> **Task details**:
This exercise needs all of the entries set down again, exactly as they read.

Saved entries:
○ ○ ○ ○
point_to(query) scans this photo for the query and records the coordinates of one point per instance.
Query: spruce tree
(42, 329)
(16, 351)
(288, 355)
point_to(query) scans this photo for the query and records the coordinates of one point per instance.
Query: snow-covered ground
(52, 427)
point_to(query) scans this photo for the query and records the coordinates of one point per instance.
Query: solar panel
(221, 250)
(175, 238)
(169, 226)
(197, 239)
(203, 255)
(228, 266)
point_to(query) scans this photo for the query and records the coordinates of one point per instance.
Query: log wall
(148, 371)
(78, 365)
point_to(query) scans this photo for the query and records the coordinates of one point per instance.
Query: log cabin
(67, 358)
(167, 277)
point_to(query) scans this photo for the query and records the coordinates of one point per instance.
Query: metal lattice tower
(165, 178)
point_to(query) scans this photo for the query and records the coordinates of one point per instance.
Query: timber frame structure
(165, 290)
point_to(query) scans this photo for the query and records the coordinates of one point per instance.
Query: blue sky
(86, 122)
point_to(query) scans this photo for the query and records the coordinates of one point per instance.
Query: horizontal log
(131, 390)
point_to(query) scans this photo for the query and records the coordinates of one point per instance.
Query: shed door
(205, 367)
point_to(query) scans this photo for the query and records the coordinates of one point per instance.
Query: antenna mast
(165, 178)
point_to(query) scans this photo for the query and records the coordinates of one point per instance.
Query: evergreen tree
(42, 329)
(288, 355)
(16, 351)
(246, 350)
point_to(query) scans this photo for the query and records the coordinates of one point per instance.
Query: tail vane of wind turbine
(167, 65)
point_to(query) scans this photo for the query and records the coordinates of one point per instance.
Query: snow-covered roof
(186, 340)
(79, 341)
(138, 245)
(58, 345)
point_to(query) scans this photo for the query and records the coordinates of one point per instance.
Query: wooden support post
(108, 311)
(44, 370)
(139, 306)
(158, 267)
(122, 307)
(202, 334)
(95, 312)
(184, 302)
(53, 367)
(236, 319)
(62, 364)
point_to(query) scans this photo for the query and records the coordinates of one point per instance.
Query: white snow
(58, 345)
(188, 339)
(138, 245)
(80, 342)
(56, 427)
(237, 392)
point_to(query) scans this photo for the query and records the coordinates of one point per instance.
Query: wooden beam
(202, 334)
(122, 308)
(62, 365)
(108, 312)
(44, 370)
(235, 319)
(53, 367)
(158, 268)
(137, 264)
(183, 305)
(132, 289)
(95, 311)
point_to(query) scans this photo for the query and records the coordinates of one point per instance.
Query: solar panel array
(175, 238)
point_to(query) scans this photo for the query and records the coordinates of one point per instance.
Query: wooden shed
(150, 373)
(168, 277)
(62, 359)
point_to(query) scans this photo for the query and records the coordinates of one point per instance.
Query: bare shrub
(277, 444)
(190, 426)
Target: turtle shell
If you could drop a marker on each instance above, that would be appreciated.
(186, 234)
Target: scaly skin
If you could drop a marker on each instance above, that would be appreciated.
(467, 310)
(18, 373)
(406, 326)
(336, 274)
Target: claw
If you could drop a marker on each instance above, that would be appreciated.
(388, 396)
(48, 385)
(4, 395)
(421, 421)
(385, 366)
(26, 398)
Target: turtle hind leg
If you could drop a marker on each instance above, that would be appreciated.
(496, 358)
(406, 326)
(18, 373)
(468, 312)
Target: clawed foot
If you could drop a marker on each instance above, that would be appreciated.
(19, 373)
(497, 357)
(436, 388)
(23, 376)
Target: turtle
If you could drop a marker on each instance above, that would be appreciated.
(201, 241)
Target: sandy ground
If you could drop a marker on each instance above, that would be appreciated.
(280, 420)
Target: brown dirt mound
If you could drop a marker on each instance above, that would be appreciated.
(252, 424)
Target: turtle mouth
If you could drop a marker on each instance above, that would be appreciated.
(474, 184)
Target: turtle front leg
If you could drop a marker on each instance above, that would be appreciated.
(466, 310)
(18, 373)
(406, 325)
○ ○ ○ ○
> **Output for this task**:
point_to(query) scans this photo for the query and records the coordinates of one point per instance.
Query: spruce tree
(42, 329)
(16, 351)
(288, 355)
point_to(query) scans this photo for the query and records the coordinates of one point per instance.
Query: snow-covered ground
(52, 427)
point_to(query) scans this photo for the query and records the coordinates of one point per instance.
Query: solar panel
(221, 250)
(175, 238)
(169, 226)
(197, 239)
(203, 255)
(228, 266)
point_to(query) scans this photo for the query and records the coordinates of one point per instance.
Query: log wall
(148, 371)
(78, 365)
point_to(query) scans this photo for the query and records the coordinates of one point per instance.
Query: log cabin
(67, 358)
(167, 277)
point_to(query) scans this photo for the query and records the coordinates of one point per instance.
Query: metal lattice tower
(165, 178)
point_to(query) scans this photo for the query and records the coordinates of one point per instance.
Query: timber frame structure
(165, 290)
point_to(query) scans this photo for the query and records the coordinates of one point per instance.
Query: blue sky
(86, 122)
point_to(query) scans this photo for the query and records the coordinates of one point per instance.
Query: horizontal log
(131, 390)
point_to(query) scans this photo for the query and records the coordinates of one point per instance.
Query: shed door
(205, 367)
point_to(query) scans this photo for the query and records the coordinates of one point per instance.
Query: antenna mast
(165, 178)
point_to(query) scans this photo for the query and records the coordinates of one point per instance.
Query: evergreen tree
(42, 329)
(288, 355)
(16, 351)
(246, 350)
point_to(query) scans this photo for the query and records the coordinates of one point per instance.
Query: tail vane of wind turbine
(167, 65)
point_to(query) scans this photo for the query and records the coordinates of one point per instance.
Query: snow-covered roof
(186, 340)
(79, 341)
(138, 245)
(58, 345)
point_to(query) scans this photo for the query and records the coordinates of one point per instance.
Query: wooden support post
(108, 311)
(44, 370)
(139, 306)
(158, 267)
(122, 307)
(202, 334)
(95, 312)
(184, 302)
(53, 367)
(236, 319)
(62, 364)
point_to(query) scans this photo for the query and records the coordinates of one point per instance.
Query: white snow
(58, 345)
(188, 339)
(138, 245)
(80, 342)
(56, 427)
(237, 392)
point_to(query) scans this photo for the query and records the coordinates of one point per instance.
Query: wooden beam
(202, 334)
(122, 308)
(62, 365)
(108, 312)
(44, 370)
(235, 319)
(53, 367)
(158, 268)
(137, 264)
(183, 305)
(132, 289)
(95, 311)
point_to(query) scans this photo for the query and records the coordinates of one point per instance.
Query: solar panel array
(175, 238)
point_to(query) scans this photo for the query and records the coordinates of one point per instance.
Query: wooden shed
(150, 373)
(168, 277)
(62, 359)
point_to(query) scans this photo for the query and records the coordinates of one point per instance.
Query: bare shrub
(277, 444)
(190, 426)
Target: turtle shell
If you could drop a marker on each instance above, that would be appreciated.
(186, 234)
Target: scaly skin
If you could drop a marker on each instance above, that would be appreciated.
(467, 310)
(18, 373)
(406, 326)
(336, 274)
Target: claw
If you could drop a marker on each instance above, that would be appreciated.
(388, 396)
(48, 385)
(4, 395)
(421, 421)
(385, 366)
(26, 398)
Target: turtle hind leg
If you could drop a marker on each instance above, that would be appreciated.
(496, 358)
(406, 326)
(18, 373)
(468, 312)
Target: clawed foot
If you could drop a marker on each instance above, that would be appreciated.
(19, 373)
(497, 357)
(436, 388)
(23, 376)
Target: turtle
If you could drop a marker on each instance above, that would be appreciated.
(201, 241)
Target: sandy ground
If you could drop a marker on each instance above, that would be appreciated.
(280, 420)
Target: brown dirt mound
If you could drop a marker on each instance above, that would be appreciated.
(252, 424)
Target: turtle mouth
If you could drop a marker on each instance above, that would be appreciated.
(474, 184)
Target: turtle front leg
If you could drop a marker on each instance above, that would be appreciated.
(466, 310)
(18, 373)
(406, 325)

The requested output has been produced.